##### MATERIAL TO PROCESS #####

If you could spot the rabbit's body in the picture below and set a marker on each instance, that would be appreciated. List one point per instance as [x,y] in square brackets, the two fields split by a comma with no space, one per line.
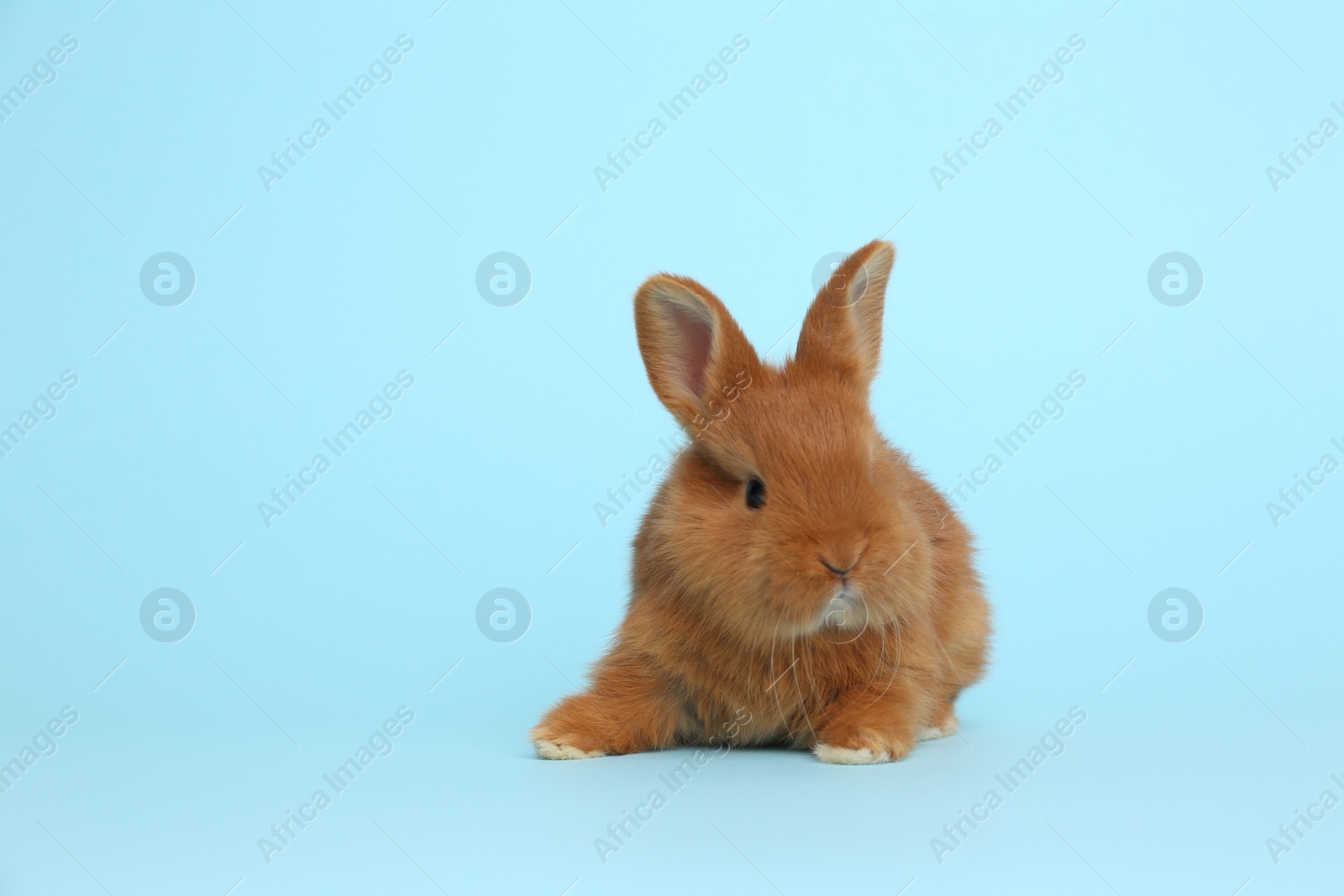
[796,580]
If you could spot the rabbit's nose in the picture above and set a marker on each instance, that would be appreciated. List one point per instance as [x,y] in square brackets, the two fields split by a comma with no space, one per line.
[837,571]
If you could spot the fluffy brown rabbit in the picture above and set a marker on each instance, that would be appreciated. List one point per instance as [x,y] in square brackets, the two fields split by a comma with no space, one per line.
[795,570]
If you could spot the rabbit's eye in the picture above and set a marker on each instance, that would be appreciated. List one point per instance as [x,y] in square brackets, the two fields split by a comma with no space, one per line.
[756,495]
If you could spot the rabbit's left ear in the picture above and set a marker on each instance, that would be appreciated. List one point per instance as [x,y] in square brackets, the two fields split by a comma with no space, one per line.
[843,328]
[692,348]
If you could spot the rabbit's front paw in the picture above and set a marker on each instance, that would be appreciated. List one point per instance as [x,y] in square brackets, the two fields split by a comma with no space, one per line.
[864,748]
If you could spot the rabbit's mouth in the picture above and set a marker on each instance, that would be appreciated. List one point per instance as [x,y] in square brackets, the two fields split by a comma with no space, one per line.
[846,611]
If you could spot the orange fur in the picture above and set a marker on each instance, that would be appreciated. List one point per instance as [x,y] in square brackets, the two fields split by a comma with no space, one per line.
[732,606]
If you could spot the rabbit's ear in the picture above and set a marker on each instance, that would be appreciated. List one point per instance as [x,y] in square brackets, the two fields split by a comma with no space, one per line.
[843,328]
[691,345]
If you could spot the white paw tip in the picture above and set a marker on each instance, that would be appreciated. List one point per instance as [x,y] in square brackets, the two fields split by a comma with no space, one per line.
[933,734]
[551,750]
[848,757]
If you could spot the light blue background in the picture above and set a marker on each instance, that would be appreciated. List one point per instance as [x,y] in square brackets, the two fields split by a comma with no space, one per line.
[309,297]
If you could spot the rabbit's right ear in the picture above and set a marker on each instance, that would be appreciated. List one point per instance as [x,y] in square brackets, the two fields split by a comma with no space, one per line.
[691,345]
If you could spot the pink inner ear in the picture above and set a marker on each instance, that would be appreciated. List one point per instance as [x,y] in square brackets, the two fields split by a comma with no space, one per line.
[696,338]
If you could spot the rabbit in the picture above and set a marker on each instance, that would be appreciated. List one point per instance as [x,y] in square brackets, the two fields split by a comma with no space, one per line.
[796,580]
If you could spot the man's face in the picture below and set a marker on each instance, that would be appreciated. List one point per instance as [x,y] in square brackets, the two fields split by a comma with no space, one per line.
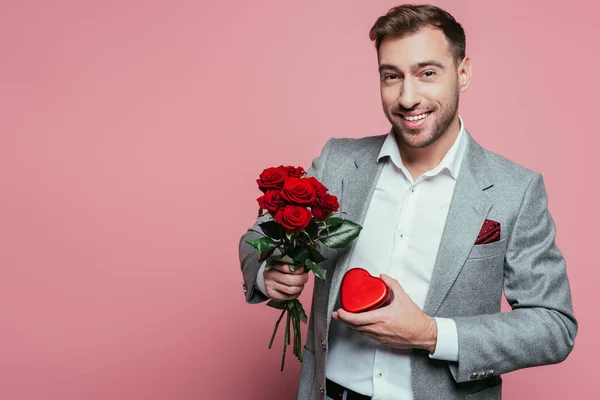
[420,85]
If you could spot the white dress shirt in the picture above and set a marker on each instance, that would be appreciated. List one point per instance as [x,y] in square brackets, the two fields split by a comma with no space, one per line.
[401,234]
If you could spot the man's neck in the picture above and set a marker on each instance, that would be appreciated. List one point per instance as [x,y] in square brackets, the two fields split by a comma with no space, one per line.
[420,160]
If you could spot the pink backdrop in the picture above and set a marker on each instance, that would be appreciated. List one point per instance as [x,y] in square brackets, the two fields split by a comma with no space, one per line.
[131,135]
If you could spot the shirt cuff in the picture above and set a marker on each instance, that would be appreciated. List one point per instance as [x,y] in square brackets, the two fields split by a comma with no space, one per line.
[260,279]
[446,347]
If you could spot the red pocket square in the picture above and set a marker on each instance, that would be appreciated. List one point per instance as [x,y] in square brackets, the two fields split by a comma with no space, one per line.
[490,232]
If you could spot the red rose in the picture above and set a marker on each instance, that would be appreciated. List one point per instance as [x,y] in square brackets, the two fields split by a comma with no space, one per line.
[318,186]
[325,206]
[293,218]
[298,191]
[272,178]
[294,172]
[271,200]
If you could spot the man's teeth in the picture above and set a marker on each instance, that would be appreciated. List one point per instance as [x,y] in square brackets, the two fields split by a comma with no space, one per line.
[415,117]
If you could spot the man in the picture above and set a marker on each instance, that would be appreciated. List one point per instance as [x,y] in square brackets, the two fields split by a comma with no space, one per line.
[423,194]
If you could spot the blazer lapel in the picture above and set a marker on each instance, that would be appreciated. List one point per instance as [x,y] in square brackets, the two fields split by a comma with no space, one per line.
[358,184]
[468,209]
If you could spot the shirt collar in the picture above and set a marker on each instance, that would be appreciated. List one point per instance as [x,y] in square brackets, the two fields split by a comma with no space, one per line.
[451,161]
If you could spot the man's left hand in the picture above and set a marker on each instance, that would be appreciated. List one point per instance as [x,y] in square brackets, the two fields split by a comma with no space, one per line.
[401,324]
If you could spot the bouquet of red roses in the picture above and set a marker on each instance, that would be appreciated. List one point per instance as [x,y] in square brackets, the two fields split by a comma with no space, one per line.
[301,219]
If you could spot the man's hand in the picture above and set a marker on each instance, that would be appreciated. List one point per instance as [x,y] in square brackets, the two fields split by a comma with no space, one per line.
[401,324]
[281,283]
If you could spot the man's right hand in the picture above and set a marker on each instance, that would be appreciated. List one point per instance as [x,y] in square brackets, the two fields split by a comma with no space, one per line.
[281,283]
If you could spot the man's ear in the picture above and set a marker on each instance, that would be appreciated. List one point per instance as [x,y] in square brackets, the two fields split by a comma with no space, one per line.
[464,74]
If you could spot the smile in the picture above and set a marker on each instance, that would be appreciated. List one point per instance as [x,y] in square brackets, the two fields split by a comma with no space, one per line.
[415,117]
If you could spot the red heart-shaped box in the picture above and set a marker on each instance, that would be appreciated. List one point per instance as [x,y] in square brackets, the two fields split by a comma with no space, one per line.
[360,291]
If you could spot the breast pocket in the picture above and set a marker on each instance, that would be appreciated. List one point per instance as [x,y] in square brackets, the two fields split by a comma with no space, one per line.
[488,250]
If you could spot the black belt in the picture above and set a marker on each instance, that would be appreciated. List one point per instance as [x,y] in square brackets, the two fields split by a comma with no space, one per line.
[336,392]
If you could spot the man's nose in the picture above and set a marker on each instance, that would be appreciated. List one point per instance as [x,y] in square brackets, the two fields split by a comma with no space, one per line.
[409,96]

#####

**INSTRUCTIONS FOR THE TASK:**
Render the stretch from the line containing "If you could spot the man's nose" through the end of the items as a JSON list of strings, one string per line, leaving out blank lines.

**RESPONSE FOR THIS EXERCISE:**
[
  "If you could spot the man's nose in the picture above and set a marker on each instance, that would be appreciated. List one point per instance as [x,y] in square brackets, the two fields split by a comma with no space, one per line.",
  "[409,96]"
]